Short task:
Return verbatim the run of lines that opens with the line holding "Would you be able to pin the tan" and closes with the last line of the records.

Source material:
┄┄┄┄┄┄┄┄┄┄┄┄┄┄┄┄┄┄┄┄

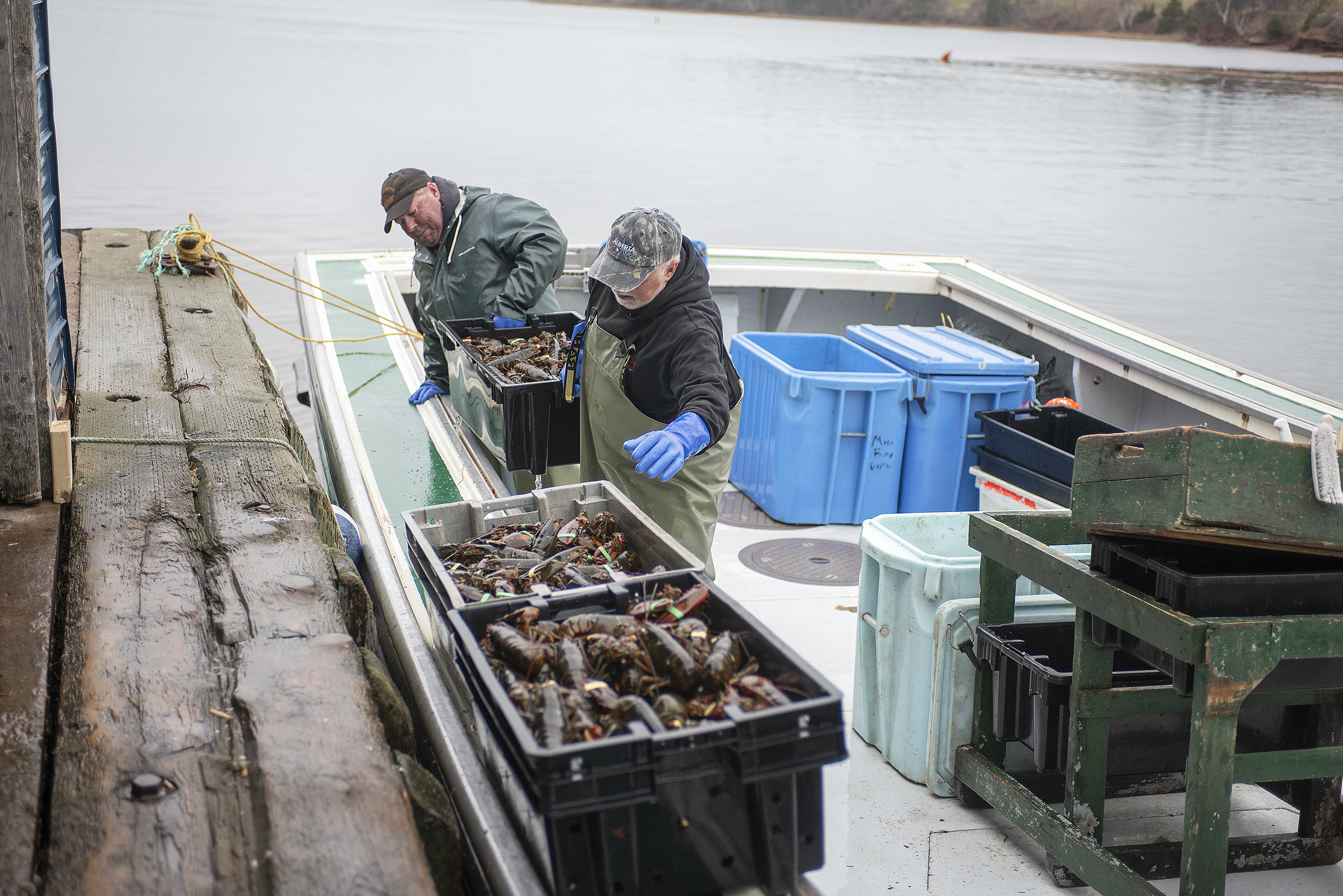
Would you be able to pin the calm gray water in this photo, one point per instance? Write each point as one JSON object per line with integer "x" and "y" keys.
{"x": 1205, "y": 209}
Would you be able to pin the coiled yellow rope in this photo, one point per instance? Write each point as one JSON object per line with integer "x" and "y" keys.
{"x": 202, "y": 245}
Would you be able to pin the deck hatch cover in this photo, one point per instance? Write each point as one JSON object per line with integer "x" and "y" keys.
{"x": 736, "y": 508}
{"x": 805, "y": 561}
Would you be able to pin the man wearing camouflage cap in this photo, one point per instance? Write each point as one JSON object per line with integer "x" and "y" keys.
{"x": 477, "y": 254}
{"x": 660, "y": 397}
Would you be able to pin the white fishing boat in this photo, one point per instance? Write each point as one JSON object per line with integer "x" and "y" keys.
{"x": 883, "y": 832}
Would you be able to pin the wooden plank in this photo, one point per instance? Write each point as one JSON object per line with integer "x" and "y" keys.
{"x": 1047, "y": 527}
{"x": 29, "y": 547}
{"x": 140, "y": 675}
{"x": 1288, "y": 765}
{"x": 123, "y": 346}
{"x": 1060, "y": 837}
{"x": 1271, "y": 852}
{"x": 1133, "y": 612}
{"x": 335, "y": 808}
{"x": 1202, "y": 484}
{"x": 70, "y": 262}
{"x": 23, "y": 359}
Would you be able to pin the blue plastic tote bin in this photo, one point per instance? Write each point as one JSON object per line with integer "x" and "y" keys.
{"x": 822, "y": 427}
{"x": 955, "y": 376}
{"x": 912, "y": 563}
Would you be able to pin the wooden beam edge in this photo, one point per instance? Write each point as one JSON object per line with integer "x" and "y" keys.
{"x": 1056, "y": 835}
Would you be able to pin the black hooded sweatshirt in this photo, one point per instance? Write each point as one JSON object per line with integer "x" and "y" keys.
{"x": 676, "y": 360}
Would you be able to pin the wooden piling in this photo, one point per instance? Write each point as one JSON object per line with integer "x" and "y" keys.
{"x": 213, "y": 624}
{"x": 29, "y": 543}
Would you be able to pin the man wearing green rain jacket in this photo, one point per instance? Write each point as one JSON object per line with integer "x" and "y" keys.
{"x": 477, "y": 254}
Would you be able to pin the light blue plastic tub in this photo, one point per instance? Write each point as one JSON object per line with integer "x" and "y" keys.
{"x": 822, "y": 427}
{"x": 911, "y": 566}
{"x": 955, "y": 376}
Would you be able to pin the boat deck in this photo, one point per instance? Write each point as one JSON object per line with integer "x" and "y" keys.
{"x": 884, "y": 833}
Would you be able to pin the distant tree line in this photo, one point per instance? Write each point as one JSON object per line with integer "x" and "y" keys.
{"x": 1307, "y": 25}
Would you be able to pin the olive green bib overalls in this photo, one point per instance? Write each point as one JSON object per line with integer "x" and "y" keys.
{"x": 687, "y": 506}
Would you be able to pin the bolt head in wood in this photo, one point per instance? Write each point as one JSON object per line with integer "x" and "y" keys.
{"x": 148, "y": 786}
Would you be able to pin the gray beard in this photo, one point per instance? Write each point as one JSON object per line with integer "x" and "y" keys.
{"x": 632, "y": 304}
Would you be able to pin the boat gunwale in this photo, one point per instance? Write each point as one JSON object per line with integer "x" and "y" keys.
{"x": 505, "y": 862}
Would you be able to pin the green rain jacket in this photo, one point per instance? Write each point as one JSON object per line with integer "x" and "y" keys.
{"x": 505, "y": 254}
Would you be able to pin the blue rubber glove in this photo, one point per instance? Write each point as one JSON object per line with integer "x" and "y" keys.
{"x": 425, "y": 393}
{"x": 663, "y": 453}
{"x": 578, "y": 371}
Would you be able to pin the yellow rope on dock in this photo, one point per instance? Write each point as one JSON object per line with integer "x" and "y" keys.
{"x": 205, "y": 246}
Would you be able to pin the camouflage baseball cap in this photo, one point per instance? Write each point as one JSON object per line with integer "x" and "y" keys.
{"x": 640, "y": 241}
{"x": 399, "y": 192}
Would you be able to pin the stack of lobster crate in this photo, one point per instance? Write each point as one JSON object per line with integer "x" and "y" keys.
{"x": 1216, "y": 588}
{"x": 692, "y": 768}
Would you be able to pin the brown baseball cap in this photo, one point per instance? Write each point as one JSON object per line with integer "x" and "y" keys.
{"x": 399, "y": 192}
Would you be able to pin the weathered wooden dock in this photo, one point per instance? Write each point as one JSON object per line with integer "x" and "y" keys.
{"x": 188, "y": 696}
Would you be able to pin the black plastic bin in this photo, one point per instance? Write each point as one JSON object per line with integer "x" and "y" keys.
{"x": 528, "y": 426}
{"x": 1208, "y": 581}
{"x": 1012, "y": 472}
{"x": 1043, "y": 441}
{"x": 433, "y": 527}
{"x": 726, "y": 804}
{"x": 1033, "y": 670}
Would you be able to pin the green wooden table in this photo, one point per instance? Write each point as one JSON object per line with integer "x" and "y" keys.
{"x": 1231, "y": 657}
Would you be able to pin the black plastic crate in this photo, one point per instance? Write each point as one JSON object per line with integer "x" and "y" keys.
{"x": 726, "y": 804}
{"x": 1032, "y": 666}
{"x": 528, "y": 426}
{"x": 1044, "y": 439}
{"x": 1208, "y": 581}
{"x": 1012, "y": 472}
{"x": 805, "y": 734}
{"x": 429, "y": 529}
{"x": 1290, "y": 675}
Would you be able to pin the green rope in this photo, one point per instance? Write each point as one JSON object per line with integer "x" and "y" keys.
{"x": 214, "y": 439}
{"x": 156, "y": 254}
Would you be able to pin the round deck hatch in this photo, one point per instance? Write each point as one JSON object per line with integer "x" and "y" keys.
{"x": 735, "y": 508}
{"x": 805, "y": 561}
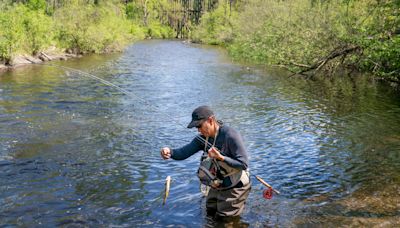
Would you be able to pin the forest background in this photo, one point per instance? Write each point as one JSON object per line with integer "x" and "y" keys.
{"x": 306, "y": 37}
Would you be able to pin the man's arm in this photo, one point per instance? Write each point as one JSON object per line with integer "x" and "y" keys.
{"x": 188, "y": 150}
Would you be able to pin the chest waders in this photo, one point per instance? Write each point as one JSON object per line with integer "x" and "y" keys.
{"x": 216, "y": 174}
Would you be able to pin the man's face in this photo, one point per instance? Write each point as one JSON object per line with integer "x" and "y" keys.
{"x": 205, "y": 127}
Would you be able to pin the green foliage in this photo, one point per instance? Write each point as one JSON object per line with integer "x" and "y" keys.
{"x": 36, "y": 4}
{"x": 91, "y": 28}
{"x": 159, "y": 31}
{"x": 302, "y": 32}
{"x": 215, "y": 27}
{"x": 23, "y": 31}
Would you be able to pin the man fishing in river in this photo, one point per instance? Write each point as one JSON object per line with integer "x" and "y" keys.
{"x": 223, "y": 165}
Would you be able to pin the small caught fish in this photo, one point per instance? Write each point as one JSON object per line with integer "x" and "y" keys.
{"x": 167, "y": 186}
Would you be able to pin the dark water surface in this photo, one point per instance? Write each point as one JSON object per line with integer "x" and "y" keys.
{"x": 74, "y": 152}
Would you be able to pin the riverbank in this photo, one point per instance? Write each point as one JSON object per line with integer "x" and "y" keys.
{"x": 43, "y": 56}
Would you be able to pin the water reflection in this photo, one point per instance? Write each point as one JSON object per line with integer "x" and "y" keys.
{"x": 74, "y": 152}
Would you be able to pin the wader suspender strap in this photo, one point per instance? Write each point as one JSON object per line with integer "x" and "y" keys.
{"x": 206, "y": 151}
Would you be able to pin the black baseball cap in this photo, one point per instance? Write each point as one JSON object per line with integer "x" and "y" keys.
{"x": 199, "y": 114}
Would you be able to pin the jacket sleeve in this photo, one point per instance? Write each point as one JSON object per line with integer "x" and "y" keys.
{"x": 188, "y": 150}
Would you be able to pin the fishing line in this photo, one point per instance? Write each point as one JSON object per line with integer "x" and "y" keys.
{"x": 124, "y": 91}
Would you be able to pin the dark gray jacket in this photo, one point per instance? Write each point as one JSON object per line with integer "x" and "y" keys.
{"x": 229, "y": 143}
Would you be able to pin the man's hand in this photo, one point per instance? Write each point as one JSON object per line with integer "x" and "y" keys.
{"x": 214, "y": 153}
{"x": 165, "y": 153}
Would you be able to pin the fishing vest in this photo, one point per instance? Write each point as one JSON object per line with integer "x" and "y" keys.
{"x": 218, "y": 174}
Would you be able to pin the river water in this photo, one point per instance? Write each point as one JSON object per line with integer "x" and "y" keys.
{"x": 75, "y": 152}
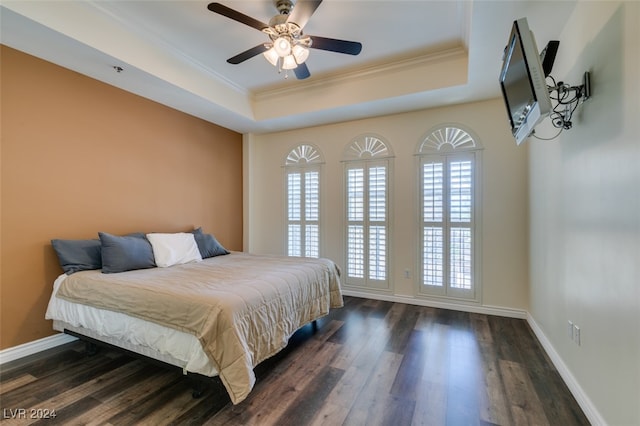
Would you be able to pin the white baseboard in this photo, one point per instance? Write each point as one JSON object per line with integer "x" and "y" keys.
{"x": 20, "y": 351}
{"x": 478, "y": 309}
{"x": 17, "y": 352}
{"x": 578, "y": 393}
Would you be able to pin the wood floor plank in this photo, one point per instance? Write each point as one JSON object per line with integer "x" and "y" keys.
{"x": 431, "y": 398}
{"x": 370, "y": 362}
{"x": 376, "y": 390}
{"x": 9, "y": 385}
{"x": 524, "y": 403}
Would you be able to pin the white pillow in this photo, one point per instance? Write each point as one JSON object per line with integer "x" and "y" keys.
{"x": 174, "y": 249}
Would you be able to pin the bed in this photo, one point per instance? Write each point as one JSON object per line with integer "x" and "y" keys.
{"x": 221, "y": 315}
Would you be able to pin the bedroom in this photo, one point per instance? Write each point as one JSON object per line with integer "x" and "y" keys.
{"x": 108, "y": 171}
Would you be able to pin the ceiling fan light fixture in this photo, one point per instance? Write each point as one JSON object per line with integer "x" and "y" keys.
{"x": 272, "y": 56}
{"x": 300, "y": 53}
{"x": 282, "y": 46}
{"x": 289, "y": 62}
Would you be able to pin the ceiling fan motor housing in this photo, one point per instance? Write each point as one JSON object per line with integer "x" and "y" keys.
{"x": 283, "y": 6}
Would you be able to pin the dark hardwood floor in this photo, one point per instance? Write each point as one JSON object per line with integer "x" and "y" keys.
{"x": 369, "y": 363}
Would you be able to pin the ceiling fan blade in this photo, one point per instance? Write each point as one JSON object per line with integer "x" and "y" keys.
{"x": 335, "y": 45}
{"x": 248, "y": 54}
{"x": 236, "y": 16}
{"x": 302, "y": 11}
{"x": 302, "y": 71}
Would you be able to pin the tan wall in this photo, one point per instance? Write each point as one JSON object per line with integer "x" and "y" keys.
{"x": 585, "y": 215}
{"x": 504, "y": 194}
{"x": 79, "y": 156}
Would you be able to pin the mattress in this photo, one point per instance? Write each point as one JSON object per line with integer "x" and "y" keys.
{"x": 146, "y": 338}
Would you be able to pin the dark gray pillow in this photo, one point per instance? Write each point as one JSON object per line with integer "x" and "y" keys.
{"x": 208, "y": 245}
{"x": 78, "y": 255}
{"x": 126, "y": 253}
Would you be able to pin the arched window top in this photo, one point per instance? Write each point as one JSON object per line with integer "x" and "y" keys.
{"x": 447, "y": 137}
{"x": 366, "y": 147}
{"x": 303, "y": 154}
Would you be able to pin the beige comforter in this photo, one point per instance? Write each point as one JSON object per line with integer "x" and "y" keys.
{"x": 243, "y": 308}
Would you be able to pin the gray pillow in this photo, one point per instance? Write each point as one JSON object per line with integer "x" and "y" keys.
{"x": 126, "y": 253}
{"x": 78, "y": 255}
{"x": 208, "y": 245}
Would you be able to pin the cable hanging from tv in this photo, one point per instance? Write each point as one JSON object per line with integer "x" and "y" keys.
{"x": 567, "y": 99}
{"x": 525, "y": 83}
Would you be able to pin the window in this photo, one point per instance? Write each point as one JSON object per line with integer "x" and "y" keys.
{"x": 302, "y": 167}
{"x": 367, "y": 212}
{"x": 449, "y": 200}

┄┄┄┄┄┄┄┄┄┄┄┄┄┄┄┄┄┄┄┄

Written response:
Would you be able to pin the tan wall in this photo, one point per instance? Write each point as one JSON object per line with integer "x" and "y" keys.
{"x": 585, "y": 215}
{"x": 504, "y": 194}
{"x": 79, "y": 156}
Would you be able to pin the mattress in this photo, one point per instance? Write each point as one JSON object per line with integer "x" and "y" keys.
{"x": 146, "y": 338}
Would you be able to pin the dark gray pillow in this photo, one point per instance? Write each point as one JSON object per line with integer "x" and "y" keys.
{"x": 208, "y": 245}
{"x": 78, "y": 255}
{"x": 126, "y": 253}
Would you be able to pin the arched window top in this photo, one point per instance? Write each point as one JSON object per line with integer "x" and "y" keys.
{"x": 447, "y": 137}
{"x": 366, "y": 147}
{"x": 303, "y": 154}
Would you be able to pin the beige comforter in this photo, one point per instance? Write each point as one JSON object per line with integer "x" and "y" keys.
{"x": 243, "y": 308}
Would you be able to pin the gray pillow in this photo, one point per instance? Write each point as one JSON object per line with integer "x" and "y" keys.
{"x": 126, "y": 253}
{"x": 78, "y": 255}
{"x": 208, "y": 245}
Would you be able to pin the cable hanging from tv in this photo, one point per instance? Write each point as one JSON object per line with integer "x" and "y" keys.
{"x": 567, "y": 99}
{"x": 525, "y": 83}
Would you be able to pin the window in this photo, one point per instance? Write each point as one JSON object per line with integer "x" and "y" keys.
{"x": 302, "y": 167}
{"x": 367, "y": 212}
{"x": 449, "y": 200}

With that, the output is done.